• _EXERCISE GOAL_
Retype the data that follows line by line, exactly, and leave its pictures out.

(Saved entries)
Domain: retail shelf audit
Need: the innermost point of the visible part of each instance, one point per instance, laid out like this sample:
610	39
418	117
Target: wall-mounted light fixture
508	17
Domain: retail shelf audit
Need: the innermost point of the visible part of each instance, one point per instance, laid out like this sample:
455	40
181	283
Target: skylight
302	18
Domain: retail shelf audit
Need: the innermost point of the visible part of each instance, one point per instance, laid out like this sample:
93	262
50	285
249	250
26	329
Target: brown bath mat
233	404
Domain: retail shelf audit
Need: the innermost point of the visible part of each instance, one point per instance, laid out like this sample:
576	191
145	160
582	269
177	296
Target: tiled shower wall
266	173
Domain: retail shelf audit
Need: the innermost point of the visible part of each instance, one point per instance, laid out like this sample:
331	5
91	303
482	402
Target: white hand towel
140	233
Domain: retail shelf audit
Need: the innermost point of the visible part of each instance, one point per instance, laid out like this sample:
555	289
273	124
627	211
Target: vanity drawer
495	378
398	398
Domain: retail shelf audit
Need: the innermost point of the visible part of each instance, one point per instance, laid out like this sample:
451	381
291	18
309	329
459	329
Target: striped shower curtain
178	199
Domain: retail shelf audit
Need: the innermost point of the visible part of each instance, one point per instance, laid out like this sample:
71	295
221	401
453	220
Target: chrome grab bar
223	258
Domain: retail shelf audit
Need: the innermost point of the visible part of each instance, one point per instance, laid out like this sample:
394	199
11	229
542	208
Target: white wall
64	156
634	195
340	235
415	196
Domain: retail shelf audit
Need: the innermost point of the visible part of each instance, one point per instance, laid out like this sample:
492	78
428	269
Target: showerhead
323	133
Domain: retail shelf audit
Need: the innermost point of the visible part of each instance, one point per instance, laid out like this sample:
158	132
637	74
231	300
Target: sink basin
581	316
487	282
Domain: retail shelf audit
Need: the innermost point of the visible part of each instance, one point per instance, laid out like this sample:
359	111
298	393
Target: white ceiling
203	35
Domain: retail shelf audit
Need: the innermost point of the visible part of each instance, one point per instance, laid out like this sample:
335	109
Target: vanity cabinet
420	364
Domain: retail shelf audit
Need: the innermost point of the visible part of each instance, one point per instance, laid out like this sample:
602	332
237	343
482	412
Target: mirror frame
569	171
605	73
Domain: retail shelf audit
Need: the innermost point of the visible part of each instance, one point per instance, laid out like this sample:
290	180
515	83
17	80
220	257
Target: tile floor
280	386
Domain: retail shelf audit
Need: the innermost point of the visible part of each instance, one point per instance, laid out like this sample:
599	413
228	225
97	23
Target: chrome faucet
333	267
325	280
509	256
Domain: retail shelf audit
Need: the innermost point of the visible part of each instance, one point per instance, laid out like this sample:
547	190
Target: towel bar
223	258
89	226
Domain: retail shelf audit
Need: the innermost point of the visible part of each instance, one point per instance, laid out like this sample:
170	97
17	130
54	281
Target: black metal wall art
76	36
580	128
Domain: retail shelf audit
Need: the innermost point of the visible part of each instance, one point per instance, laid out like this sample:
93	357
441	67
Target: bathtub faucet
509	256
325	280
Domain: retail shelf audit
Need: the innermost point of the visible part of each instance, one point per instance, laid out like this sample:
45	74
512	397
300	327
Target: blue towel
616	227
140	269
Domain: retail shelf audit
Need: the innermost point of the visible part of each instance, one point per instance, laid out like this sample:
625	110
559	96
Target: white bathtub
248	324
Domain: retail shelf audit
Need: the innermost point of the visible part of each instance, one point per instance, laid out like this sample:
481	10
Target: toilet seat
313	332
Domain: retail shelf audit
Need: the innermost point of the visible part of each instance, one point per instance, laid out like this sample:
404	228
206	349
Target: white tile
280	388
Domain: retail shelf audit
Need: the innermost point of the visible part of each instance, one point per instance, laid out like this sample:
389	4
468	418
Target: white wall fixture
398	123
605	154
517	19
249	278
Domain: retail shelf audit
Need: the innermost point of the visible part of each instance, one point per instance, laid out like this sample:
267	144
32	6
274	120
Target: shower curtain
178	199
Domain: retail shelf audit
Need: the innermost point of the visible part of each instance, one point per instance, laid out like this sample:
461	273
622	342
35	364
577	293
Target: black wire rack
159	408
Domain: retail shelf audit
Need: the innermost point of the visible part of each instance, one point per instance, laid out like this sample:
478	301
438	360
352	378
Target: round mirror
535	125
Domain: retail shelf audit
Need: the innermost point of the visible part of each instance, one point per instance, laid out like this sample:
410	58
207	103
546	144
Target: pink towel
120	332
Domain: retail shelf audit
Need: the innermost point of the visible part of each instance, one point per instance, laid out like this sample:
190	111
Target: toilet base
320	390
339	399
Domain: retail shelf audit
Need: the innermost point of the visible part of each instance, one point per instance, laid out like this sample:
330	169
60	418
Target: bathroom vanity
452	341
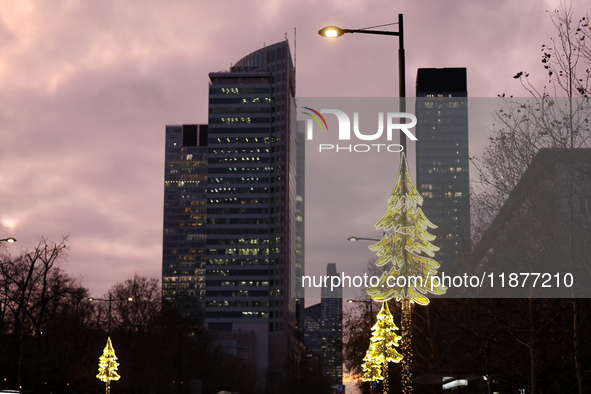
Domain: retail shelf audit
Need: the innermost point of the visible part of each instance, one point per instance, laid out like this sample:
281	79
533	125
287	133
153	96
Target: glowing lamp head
331	32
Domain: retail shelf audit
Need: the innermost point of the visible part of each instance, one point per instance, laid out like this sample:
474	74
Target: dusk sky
87	87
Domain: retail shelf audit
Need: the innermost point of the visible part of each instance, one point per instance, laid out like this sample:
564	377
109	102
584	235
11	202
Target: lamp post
110	301
334	32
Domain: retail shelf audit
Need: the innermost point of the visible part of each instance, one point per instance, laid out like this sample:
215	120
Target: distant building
251	205
443	177
544	226
324	330
183	253
234	214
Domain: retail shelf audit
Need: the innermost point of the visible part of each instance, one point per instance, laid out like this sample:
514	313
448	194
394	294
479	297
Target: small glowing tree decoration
381	348
108	365
406	245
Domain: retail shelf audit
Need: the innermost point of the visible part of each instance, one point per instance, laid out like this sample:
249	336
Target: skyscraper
183	253
251	203
442	159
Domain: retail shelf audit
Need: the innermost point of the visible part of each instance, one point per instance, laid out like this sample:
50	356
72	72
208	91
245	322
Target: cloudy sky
87	87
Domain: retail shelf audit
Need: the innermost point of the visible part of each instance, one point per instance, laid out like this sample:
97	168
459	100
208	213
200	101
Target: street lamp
334	32
110	300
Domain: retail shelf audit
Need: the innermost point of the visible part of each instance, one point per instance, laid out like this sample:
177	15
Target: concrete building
443	177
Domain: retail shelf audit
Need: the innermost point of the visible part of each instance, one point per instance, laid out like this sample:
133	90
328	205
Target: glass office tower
443	177
183	254
251	203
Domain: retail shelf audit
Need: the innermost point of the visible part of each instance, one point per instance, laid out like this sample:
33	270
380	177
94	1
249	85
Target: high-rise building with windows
442	159
183	254
251	204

• _THE COMPLETED TASK_
Domain: retail shelf audit
Need: the innermost point of the visible part of each instance, one point per instance, laid out like this sample:
610	39
418	117
Target: wall-mounted light fixture
508	17
Domain: retail shelf audit
Need: the innermost point of the visible part of each instance, one point per instance, laid out like this sample:
455	40
181	283
Target: skylight
302	18
Domain: retail shelf audit
Need: the innermost point of the visible part of each instance, one point per instance, laid out like this sample:
93	262
50	285
249	250
26	329
Target: brown bath mat
233	404
Domain: retail shelf audit
Need: the innermost point of the visible part of each instance, one point per instance, laid out like this sample:
576	191
145	160
582	269
177	296
Target: tiled shower wall
266	173
Domain: retail shelf audit
Need: the innermost point of the visible part of each instance, one point per instance, laid out like this sample:
331	5
91	303
482	402
Target: white hand towel
140	233
Domain: retail shelf audit
Need: the innermost point of the visible part of each instance, one point per instance, laid out like this sample:
555	289
273	124
627	211
Target: vanity drawer
495	378
398	398
Domain: retail shelf audit
Need: the innermost point of the visible part of each instance, one point per instance, laid out like this sample:
451	381
291	18
309	329
459	329
Target: striped shower curtain
178	199
Domain: retail shelf audit
Need: the innermost point of the visible part of each instance, one point per instance, laid out like this sample:
71	295
221	401
453	220
Target: chrome grab bar
223	258
Domain: retail shelf audit
Need: the innermost point of the visible part of each instance, one point per instance, laid out like this sample:
394	199
11	229
542	208
Target: white wall
64	156
634	195
340	235
415	196
Domain: retail shelf audit
Need: the innermost point of the visible part of each instance, one point per instance, laid out like this sample:
492	78
428	269
Target: showerhead
323	133
Domain: retail shelf audit
Need: the innermost point of the visible part of each instance, one point per instance, laid out like this sample:
158	132
637	74
231	300
Target: sink basin
581	316
487	282
Domain: retail shelf audit
Need: the innermost point of the visible part of each instance, one point per instance, laid out like this sample:
359	111
298	393
Target: white ceiling
203	35
Domain: retail shelf audit
Need: the innermost point of the visible part of each instance, one point per instance, laid out like this sample:
335	109
Target: vanity cabinet
420	364
Domain: retail shelf audit
Need: the innermost point of the visible part of each instance, one point per instance, laid out like this sample:
602	332
237	343
482	412
Target: mirror frame
569	171
605	73
Domain: retail shelf audit
Need: the innermost point of the visible part of each instance, one point per instance, laid out like this sample:
290	180
515	83
17	80
220	257
Target: tile floor
280	386
Domain: retail shelf audit
Need: the innermost point of the visible part of each instance, one point per instance, laid out like this sample:
599	413
228	225
97	23
Target: chrome faucet
333	267
325	280
509	256
Domain: retail shelf audit
Need: the innermost point of the visible part of each instance, one point per instance, laid out like this sample:
547	190
Target: towel bar
223	258
89	226
Domain: retail shelf audit
Need: the innermost point of the visible part of each instance, one point per instance, laid out like this sample:
170	97
17	130
54	281
Target: black metal wall art
76	36
580	128
Domain: retail shelf audit
Need: the innermost point of the visible part of each instance, one point per instance, laid out like this sample:
93	357
441	67
Target: bathtub faucet
509	256
325	280
Domain: retail shelf audit
Need: the innermost point of the visible part of each instance, one point per instance, laid out like this sample:
45	74
512	397
300	327
Target: blue towel
616	227
140	269
Domain: retail shelf audit
Need: the innermost point of the visible part of each instance, one point per instance, laid out like this sample:
625	110
559	96
Target: white bathtub
248	324
Domain: retail shelf audit
Need: the innermost point of the visible part of each instance, one point per instance, laid out like this sample:
481	10
Target: toilet seat
313	332
Domain: retail shelf audit
Need: the innermost point of the visible part of each instance, one point per instance, laid out like this sample:
404	228
206	349
Target: white tile
280	388
Domain: retail shelf audit
Need: the innermost point of the visible part of each instance, one point per instance, laid out like this sample:
389	4
468	418
Target: white wall fixture
398	123
605	154
517	19
249	278
Domain: retail shelf audit
Need: the innermost point of the visible part of each instance, one point per instance, laid out like this sample:
267	144
32	6
274	120
Target: shower curtain
178	199
Domain: retail shelf audit
Need: the innermost point of the visible part of each instance, one point per instance, laid out like this sample:
461	273
622	342
35	364
577	293
Target: black wire rack
159	408
Domain: retail shelf audit
Need: the innermost point of the visible part of each instance, one point per instance, laid out like this sample:
478	301
438	360
352	378
Target: round mirror
535	125
Domain: retail shelf audit
Need: the innermost point of the visible part of each instance, one point per instance, laid out like this sample:
410	58
207	103
546	144
Target: pink towel
120	332
Domain: retail shelf audit
Need: the innermost point of the visible part of each instance, one point per instance, laid out like this sample:
190	111
Target: toilet base
320	390
339	399
Domain: retail shelf audit
Need: the innermost point of the visible part of each instance, one point per instance, laid out like this sample:
330	169
60	418
Target: bathroom vanity
452	341
Domain: retail shelf audit
Need: the innermost point of the visible part of each instance, one point per instance, laid out like this sample:
281	79
533	125
287	133
153	96
Target: glowing lamp head
331	32
Domain: retail shelf audit
Need: the innermost point of the visible part of each instance, one point per instance, laid out like this sample:
474	74
Target: dusk sky
87	87
Domain: retail shelf audit
Need: the innermost point of the visible part of each instance, one point per instance, laid out like this sample:
564	377
109	102
584	235
11	202
Target: lamp post
110	301
334	32
Domain: retail shelf audit
Need: the innermost point of the visible part of each instance, one point per instance, laid out like this sample:
215	120
Target: distant building
251	205
443	177
544	226
324	330
183	253
234	214
Domain: retail shelf audit
Need: the innermost point of the visible part of each instance, one point per instance, laid out like this sample:
514	313
448	194
394	294
479	297
Target: small glowing tree decoration
381	348
108	365
406	245
Domain: retail shelf audit
Need: the innermost point of the visible part of each instance, one point per instance, laid out like this sample:
249	336
Target: skyscraper
183	253
251	203
442	159
Domain: retail shelf audit
Need: the innermost point of the visible part of each instance, one point per instance, laid out like this sample:
50	356
72	72
208	91
245	322
Target: cloudy sky
87	87
Domain: retail shelf audit
Need: the innermost point of the visible part of each instance, one point per instance, laid out like this sample:
97	168
459	100
208	213
200	101
Target: street lamp
334	32
110	300
Domain: retail shelf audit
Need: the innermost point of the visible part of each instance, one point per instance, laid out like this sample:
177	15
Target: concrete building
443	177
Domain: retail shelf audit
Need: the innermost point of the visible part of each instance, one point per instance, laid out like this sample:
133	90
328	205
Target: glass office tower
443	177
183	254
251	203
Domain: retail shelf audit
Need: the innermost point of the visible part of each instance, one point per instance, laid out like this sample:
33	270
380	177
94	1
249	85
Target: high-rise building with windows
442	159
183	254
251	204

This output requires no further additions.